Recorded data
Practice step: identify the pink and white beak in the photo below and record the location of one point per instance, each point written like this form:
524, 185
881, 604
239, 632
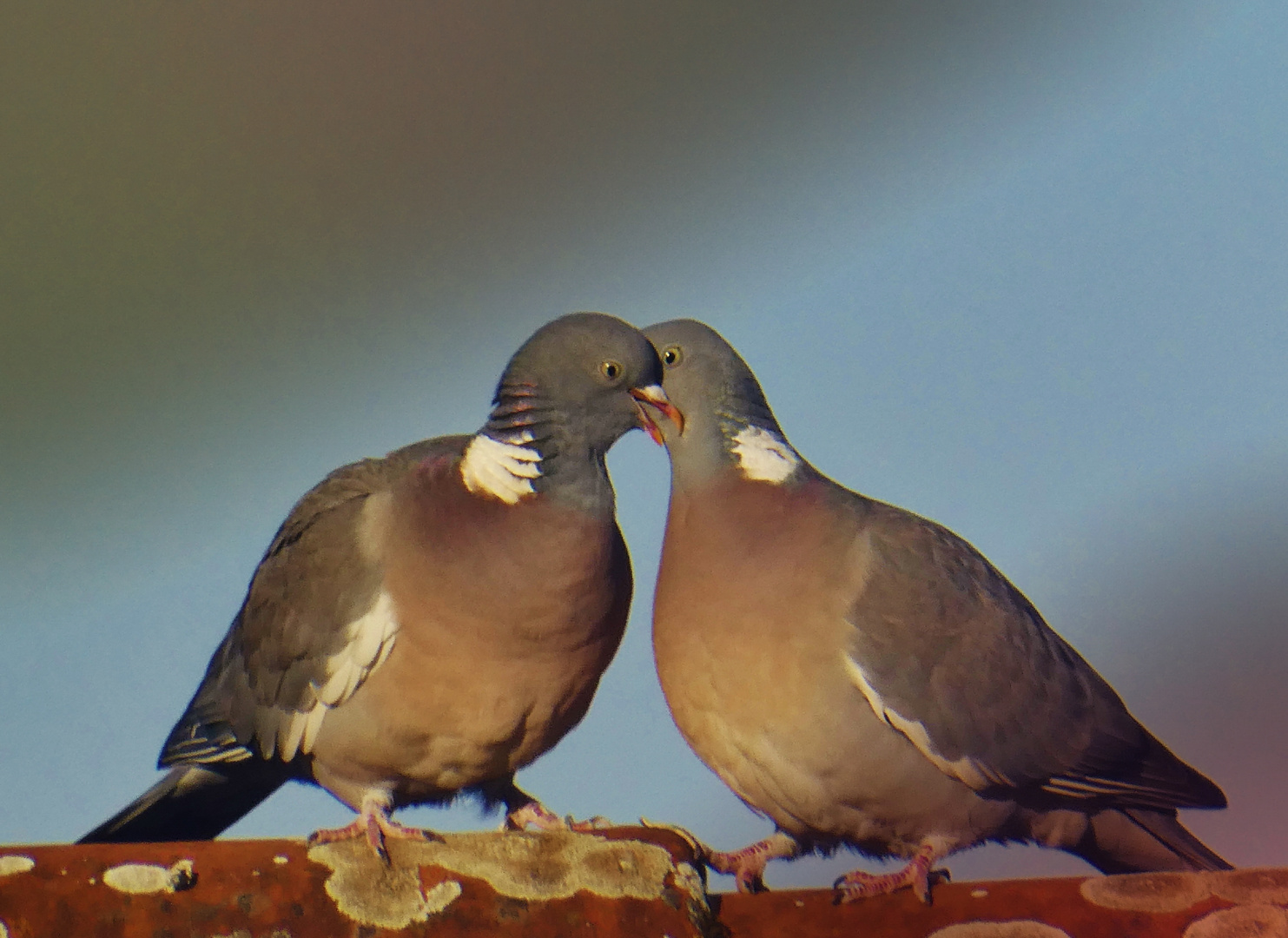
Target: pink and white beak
652, 396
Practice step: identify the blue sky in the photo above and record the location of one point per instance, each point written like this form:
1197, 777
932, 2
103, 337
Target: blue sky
1021, 271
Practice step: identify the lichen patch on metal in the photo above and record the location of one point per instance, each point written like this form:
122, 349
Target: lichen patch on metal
16, 862
142, 879
1146, 892
1251, 885
1242, 921
378, 895
1014, 928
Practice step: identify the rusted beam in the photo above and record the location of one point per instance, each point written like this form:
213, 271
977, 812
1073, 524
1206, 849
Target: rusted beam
621, 882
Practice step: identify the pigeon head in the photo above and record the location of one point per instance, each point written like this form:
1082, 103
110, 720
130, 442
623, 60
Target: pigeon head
571, 391
727, 419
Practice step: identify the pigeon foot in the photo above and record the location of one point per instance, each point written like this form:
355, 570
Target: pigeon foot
376, 826
917, 874
749, 863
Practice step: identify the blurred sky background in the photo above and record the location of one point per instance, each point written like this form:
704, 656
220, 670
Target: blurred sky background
1019, 267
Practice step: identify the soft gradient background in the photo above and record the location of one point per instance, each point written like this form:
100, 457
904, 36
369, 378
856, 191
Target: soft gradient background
1019, 267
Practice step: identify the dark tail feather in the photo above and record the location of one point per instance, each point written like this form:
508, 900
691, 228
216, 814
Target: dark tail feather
192, 803
1144, 840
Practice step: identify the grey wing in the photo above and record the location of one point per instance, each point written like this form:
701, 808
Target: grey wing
314, 625
947, 651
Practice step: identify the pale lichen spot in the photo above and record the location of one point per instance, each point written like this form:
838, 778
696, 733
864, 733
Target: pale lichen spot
1008, 928
16, 862
763, 455
142, 879
1146, 892
1261, 920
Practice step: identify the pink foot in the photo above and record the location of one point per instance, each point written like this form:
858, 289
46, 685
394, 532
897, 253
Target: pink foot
917, 874
536, 815
375, 825
747, 865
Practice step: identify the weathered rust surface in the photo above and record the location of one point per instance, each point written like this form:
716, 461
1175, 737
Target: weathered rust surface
620, 882
1138, 906
274, 889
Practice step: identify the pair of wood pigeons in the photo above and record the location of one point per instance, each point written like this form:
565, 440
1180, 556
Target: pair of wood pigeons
429, 623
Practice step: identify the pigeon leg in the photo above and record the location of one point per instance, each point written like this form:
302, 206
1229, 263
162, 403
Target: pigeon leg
535, 813
917, 874
375, 825
749, 863
523, 809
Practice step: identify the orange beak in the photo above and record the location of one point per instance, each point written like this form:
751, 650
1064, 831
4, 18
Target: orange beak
652, 396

Instructions for the task – Set down the entries again without change. Leave the pictures out.

Problem solution –
Practice step: identify the pink and white beak in the photo below and record the location of one point per instance, each point written like this form:
524, 185
881, 604
239, 632
Target: pink and white beak
652, 396
Practice step: identify the blue sky in the photo above and record the location of one point per instance, each point written like this form:
1197, 777
932, 2
103, 337
Target: blue sky
1021, 271
Practice step: identify the lichen patch on metal in the photo above and record the location of one point per instance, each point written like this form:
122, 349
Target: lichen patch on metal
16, 862
142, 879
1146, 892
1251, 885
1242, 921
378, 895
1014, 928
Practice step: identify the rusted beam in the photo above and record the location of one point per instance, each point written like this form:
213, 271
977, 812
1073, 524
1206, 849
Target: rusted beam
621, 882
Practice step: identify the pigeon head in the photo above and record the location of one point per instance, each point written like this form:
1082, 103
110, 720
130, 442
623, 60
Target: pigeon head
571, 391
727, 419
Practice step: identify the pigeon foot in the photo above and record the location of one point per instance, each point written like this form:
355, 570
Target: pigeon foot
376, 826
917, 874
749, 863
Practice step: identify the blurred sky background in the photo above and record the location of one point per instance, each point written like this form:
704, 656
220, 670
Target: blurred sky background
1019, 267
Practice step: identify the soft gradient background in the photo above and record the location of one point per instance, each point written like this form:
100, 457
904, 36
369, 378
856, 191
Target: soft gradient background
1019, 267
Practice step: identify the dark tail feather in the photo above and record the location of one point per instance, each point written like this form:
508, 900
691, 228
216, 814
Target: dark tail feather
192, 803
1144, 840
Practice step: identify the grey wing in the photo above and record the location of one point per instance, each point written like this form:
701, 808
Target: grey wing
314, 625
947, 651
Practice step: identify the pale lichen spot in the photo above and record the location of one point per instance, each point written like this form:
838, 778
696, 733
864, 733
Target: pale lichen spot
1008, 928
16, 862
763, 455
142, 879
1146, 892
1261, 920
Practice step: identify the pink foot in the photo above and record the location of one point per instance, each point written like this form:
858, 289
46, 685
394, 532
897, 253
Target: pink foot
917, 874
536, 815
375, 825
747, 865
Practice step: identify the weathered rust surface in the photo above and record the location of one point per instance, each point written like this form:
716, 461
1175, 737
Target: weathered rust surface
620, 882
1138, 906
274, 889
Practice step: identify the pair of wood pigeons in the photo above and record the location of one point per instance, each point written like this form:
565, 440
1180, 556
Target: pair of wood pigeons
429, 623
Practice step: identify the pigeon leg in the photo above and record the location of one point per instance, each point written like this form:
302, 206
1229, 263
162, 403
Target: pigeon leg
535, 813
917, 874
375, 825
749, 863
523, 809
Practice step: identify the orange beak in the photo above and record the location of one point per instance, each point written like this form:
751, 650
1064, 831
4, 18
Target: orange beak
652, 396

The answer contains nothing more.